== Given text ==

Similar to my Logistic Regression notebook, in this notebook I will fit a k-nearest neighbor model on count vectorized data, TFIDF data, and count vectorized data with sentiment analysis in the attempts to create a model that can differentiate between the subreddits. If I am successful at doing so, this will provide as evidence that democrats and republicans have a preference for topics to discuss.

In [1]:
import pandas as pd
import numpy as np
import time
from sklearn.pipeline import Pipeline
from sklearn.grid_search import GridSearchCV
from sklearn.neighbors import KNeighborsClassifier
from sklearn.feature_extraction.text import TfidfVectorizer
from sklearn.feature_extraction.text import CountVectorizer
from sklearn.feature_extraction import stop_words



### Loading in my train, test splitted data

In [48]:
reddit = pd.read_csv('../Data/reddit.csv', index_col=0)
X_train = pd.read_csv('../Data/X_train.csv', header = None, index_col=0)
X_test = pd.read_csv('../Data/X_test.csv', header = None, index_col=0)
y_train = pd.read_csv('../Data/y_train.csv', header = None, index_col=0)
y_test = pd.read_csv('../Data/y_test.csv', header = None, index_col=0)
X_train_sen = pd.read_csv('../Data/X_train_sen.csv', index_col=0)
X_test_sen = pd.read_csv('../Data/X_test_sen.csv', index_col=0)
y_train_sen = pd.read_csv('../Data/y_train_sen.csv', header = None, index_col=0)

===

» Your tasks:
1. Quote the notebook word for word, from the stretch beginning "X_train = pd.read_csv('../Data/X_train.csv', header" through "X_test_sen = pd.read_csv('../Data/X_test_sen.csv', index_col=0)".
2. Put the lines of the listing below, from the line containing "Target: blurred guest at table" through the line containing "(410, 1096)", into a JSON list of strings with one string per line, leaving out any blank lines.

== Source data ==

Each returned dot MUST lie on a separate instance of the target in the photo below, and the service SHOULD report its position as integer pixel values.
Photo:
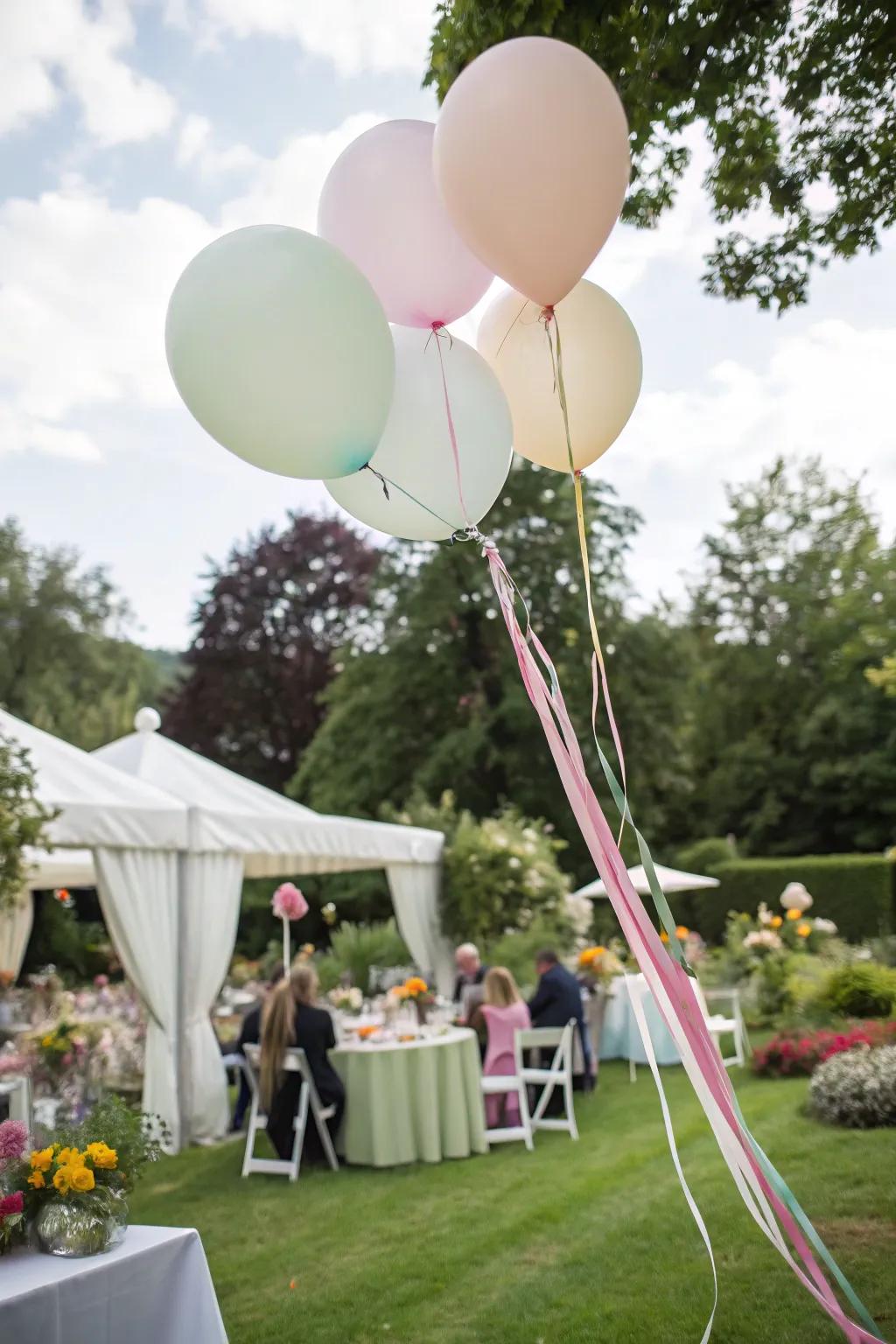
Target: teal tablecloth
(621, 1040)
(413, 1101)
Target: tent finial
(147, 719)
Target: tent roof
(670, 879)
(276, 836)
(95, 805)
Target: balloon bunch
(280, 344)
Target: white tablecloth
(152, 1289)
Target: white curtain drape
(416, 895)
(138, 898)
(15, 930)
(213, 887)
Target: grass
(575, 1242)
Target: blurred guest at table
(504, 1013)
(469, 970)
(290, 1019)
(250, 1033)
(557, 1000)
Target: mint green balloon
(281, 350)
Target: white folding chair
(718, 1025)
(509, 1085)
(559, 1073)
(294, 1062)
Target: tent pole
(180, 1004)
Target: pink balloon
(381, 206)
(532, 160)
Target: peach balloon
(601, 373)
(532, 162)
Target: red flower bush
(792, 1054)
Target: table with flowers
(410, 1096)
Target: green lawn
(575, 1242)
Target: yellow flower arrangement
(40, 1158)
(102, 1156)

===

» Set of answers:
1.
X_train = pd.read_csv('../Data/X_train.csv', header = None, index_col=0)
X_test = pd.read_csv('../Data/X_test.csv', header = None, index_col=0)
y_train = pd.read_csv('../Data/y_train.csv', header = None, index_col=0)
y_test = pd.read_csv('../Data/y_test.csv', header = None, index_col=0)
X_train_sen = pd.read_csv('../Data/X_train_sen.csv', index_col=0)
X_test_sen = pd.read_csv('../Data/X_test_sen.csv', index_col=0)

2.
[
  "Target: blurred guest at table",
  "(504, 1013)",
  "(469, 970)",
  "(290, 1019)",
  "(250, 1033)",
  "(557, 1000)",
  "Target: mint green balloon",
  "(281, 350)",
  "Target: white folding chair",
  "(718, 1025)",
  "(509, 1085)",
  "(559, 1073)",
  "(294, 1062)",
  "Target: tent pole",
  "(180, 1004)",
  "Target: pink balloon",
  "(381, 206)",
  "(532, 160)",
  "Target: peach balloon",
  "(601, 373)",
  "(532, 162)",
  "Target: red flower bush",
  "(792, 1054)",
  "Target: table with flowers",
  "(410, 1096)"
]